[Exercise data — start]
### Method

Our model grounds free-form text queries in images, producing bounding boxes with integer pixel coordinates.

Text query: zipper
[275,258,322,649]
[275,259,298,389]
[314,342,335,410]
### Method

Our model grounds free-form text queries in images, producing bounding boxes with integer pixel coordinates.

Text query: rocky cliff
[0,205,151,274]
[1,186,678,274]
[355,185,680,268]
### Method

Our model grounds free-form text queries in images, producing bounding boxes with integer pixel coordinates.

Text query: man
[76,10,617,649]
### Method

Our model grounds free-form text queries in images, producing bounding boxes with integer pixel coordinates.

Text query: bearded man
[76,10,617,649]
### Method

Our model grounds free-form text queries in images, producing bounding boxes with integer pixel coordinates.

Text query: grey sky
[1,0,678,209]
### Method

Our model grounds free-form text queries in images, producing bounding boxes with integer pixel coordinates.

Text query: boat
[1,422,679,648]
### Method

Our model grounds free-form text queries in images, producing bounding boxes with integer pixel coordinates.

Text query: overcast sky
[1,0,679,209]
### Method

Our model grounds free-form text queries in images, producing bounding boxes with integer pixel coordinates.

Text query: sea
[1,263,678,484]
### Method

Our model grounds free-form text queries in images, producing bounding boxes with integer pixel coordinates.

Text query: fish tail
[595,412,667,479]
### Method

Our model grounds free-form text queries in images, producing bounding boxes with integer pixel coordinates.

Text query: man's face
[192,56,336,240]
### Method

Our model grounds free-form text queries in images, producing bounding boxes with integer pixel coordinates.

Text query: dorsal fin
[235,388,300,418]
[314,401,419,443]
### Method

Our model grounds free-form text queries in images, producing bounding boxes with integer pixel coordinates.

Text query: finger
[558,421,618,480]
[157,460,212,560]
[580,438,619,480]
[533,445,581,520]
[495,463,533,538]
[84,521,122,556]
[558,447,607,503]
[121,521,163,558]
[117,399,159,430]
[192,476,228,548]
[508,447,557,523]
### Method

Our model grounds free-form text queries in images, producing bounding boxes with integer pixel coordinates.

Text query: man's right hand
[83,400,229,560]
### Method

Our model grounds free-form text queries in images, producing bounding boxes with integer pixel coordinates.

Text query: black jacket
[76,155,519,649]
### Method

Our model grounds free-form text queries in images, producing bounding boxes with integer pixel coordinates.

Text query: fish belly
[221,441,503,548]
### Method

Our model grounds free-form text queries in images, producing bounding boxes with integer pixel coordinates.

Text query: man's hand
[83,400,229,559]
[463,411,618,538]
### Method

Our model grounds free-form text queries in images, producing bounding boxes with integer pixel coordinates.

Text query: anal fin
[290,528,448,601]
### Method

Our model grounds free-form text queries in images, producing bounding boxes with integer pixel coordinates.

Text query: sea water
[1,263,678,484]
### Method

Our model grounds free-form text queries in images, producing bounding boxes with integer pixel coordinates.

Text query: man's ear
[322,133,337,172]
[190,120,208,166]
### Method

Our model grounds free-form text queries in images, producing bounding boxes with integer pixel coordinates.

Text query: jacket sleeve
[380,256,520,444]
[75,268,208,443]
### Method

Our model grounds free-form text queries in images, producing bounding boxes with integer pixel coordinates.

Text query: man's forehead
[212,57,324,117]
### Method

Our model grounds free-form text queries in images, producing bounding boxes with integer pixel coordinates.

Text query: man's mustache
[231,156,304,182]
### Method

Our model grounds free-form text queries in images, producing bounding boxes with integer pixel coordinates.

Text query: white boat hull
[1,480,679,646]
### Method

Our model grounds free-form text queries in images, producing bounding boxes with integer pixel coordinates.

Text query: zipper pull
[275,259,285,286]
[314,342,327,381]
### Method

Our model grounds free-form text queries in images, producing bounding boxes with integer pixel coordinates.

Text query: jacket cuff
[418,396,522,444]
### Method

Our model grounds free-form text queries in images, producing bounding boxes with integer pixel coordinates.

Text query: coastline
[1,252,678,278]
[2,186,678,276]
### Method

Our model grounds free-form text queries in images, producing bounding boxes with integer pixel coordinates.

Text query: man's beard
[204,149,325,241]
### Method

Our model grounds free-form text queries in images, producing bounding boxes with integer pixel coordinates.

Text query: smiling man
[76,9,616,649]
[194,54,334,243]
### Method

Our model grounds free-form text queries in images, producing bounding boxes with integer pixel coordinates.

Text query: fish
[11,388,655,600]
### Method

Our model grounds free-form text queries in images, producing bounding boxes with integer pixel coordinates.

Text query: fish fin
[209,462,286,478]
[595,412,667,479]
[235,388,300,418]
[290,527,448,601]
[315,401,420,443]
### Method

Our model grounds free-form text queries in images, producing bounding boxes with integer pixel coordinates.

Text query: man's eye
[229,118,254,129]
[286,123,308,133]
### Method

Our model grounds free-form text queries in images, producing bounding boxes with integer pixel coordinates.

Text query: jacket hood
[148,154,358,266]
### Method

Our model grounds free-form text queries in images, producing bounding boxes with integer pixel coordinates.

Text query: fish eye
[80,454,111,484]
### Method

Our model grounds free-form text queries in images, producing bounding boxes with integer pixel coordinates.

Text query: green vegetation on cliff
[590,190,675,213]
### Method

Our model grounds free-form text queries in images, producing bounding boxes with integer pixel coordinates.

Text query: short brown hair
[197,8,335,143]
[Exercise data — finish]
What to work on:
Set down the entire material again, exactly as it stands.

Response:
### Method

Our model grounds free-form text queries in images, producing bounding boxes with integer pixel coordinates.

Text query: zipper
[275,258,322,649]
[275,259,298,389]
[314,342,335,410]
### Method

Our model grounds free-form text queries in images, producing bounding boxes with integer pixel coordinates.

Text query: rocky cliff
[0,205,151,274]
[1,186,678,274]
[355,185,680,268]
### Method

Our model grounds free-form text queries in images, producing bounding boxes with integer pixel coordinates.

Text query: man
[76,10,617,649]
### Method

Our model grounds free-form text queries in images, producing bounding boxes with integer pixel coordinates.

Text query: bearded man
[76,10,617,649]
### Method

Our model grounds free-form text queries in images, producing bounding boxes with integer pixel coordinates.

Text query: grey sky
[1,0,678,209]
### Method

Our model grounds free-form text queries in images, producing bounding boxes with integer pixel coordinates.

Text query: boat
[1,422,679,648]
### Method

Our model grounds free-form text queries in images, producing bounding boxes with integer pixel coordinates.

Text query: overcast sky
[1,0,679,209]
### Method

Our model grounds free-form text queries in images, producing bounding boxes with integer pixel coordinates.

Text query: sea
[1,263,678,484]
### Method

Our model grounds free-form text queries in images, producing bounding boxes with integer pixel coordinates.

Text query: fish tail
[595,412,667,479]
### Method

Our model grounds free-form text queries in images, producing bounding boxes with integer pixel coordinates.

Text query: man's face
[192,56,336,240]
### Method

Our model grounds free-form text queries in images, producing bounding boxes with integer pixel coordinates.

Text query: dorsal fin
[235,388,300,418]
[314,401,419,443]
### Method

Our model grounds free-form text queries in images, producing bounding boxes with integer pixel coordinates.

Text query: finger
[558,421,618,480]
[157,460,212,560]
[580,438,619,480]
[533,445,581,520]
[495,463,533,538]
[84,521,122,556]
[558,447,607,503]
[121,521,163,558]
[117,399,159,430]
[192,476,228,548]
[508,447,557,523]
### Method

Our model grounds free-form text queries in images, producing bounding boxes with integer pixel coordinates.

Text query: man's right hand
[83,400,229,560]
### Method

Our model grounds free-form text queries in images, producing bounding boxes with integer pixel coordinates.

Text query: black jacket
[76,155,519,649]
### Method

Our model grounds free-form text queries in images, producing bounding boxes with integer pixel coordinates.

Text query: fish belly
[221,441,503,548]
### Method

Our model grounds free-form text queries in images, producing bounding boxes with integer pixel coordinates.

Text query: man's hand
[83,400,229,559]
[463,411,618,538]
### Method

Our model grounds free-form text queries in images, producing bounding boxes with integer pixel coordinates.

Text query: anal fin
[290,528,448,601]
### Method

Our model grounds free-form text queries in images, producing bounding boxes with integer pixel coordinates.

Text query: sea water
[1,263,678,484]
### Method

Our model grounds free-form text queries in images, producing bounding boxes with integer pixel coordinates.

Text query: man's ear
[322,133,337,172]
[190,120,208,166]
### Method

Our model grounds free-form text queries in images, producing bounding boxes with integer pixel coordinates.

Text query: jacket sleeve
[380,256,520,444]
[75,268,208,443]
### Method

Our model grounds free-form text queries in images, producing bounding boxes with integer pixel coordinates.

Text query: man's forehead
[212,57,324,117]
### Method

Our model grounds free-form text queries in images, producing bounding boxes with integer pixel coordinates.

Text query: man's mustache
[231,156,304,182]
### Method

Our model grounds free-form text queries in images, producing bounding boxes with integer pixel coordinates.

Text query: white boat hull
[1,480,679,646]
### Method

Our model grounds free-form text queries in images, producing bounding boxes with integer pixel coordinates.

Text query: zipper pull
[275,259,285,286]
[314,342,327,381]
### Method

Our model grounds free-form text queries in images, producing bounding boxes with integer pixel coordinates.

Text query: jacket cuff
[418,396,522,444]
### Method

Our model grounds free-form text queries in images, producing bounding boxes with integer pixel coordinates.

Text query: coastline
[1,252,678,278]
[2,186,678,276]
### Method

Our model grounds free-form text queries in images, producing bounding boxes with integer pixel coordinates.

Text query: man's beard
[204,149,325,241]
### Method

Our model grounds free-form text queries in images, producing bounding boxes with integer pixel coordinates.

Text query: smiling man
[76,9,616,649]
[194,54,334,243]
### Method

Our model grounds free-form text queries in images, producing bounding boxes with integer pixel coordinates.

Text query: fish
[11,388,655,600]
### Method

Our model grounds free-form text queries in images, producing bounding boxes with integer pixel coordinates.

Text query: fish fin
[209,462,286,478]
[595,412,667,479]
[235,388,300,418]
[290,527,448,601]
[315,401,420,443]
### Method

Our model grounds free-form text queries in images, producing bounding boxes with integer pixel coordinates.

Text query: man's eye
[229,118,254,129]
[286,123,308,133]
### Method

Our model grounds free-form text queries in images, producing bounding boxes with integer pixel coordinates.

Text query: jacket hood
[148,154,358,266]
### Method

Our model grounds free-form text queries in images, producing bounding boxes with integer pixel coordinates.

Text query: fish eye
[80,454,111,484]
### Method

Our model grounds free-form text queries in images, producing bounding boxes with integer pixel coordinates.

Text query: green vegetation on cliff
[590,190,675,213]
### Method

Our model grounds free-form text queries in images, producing bounding boxes with integer pixel coordinates.

Text query: short brown hair
[197,8,335,143]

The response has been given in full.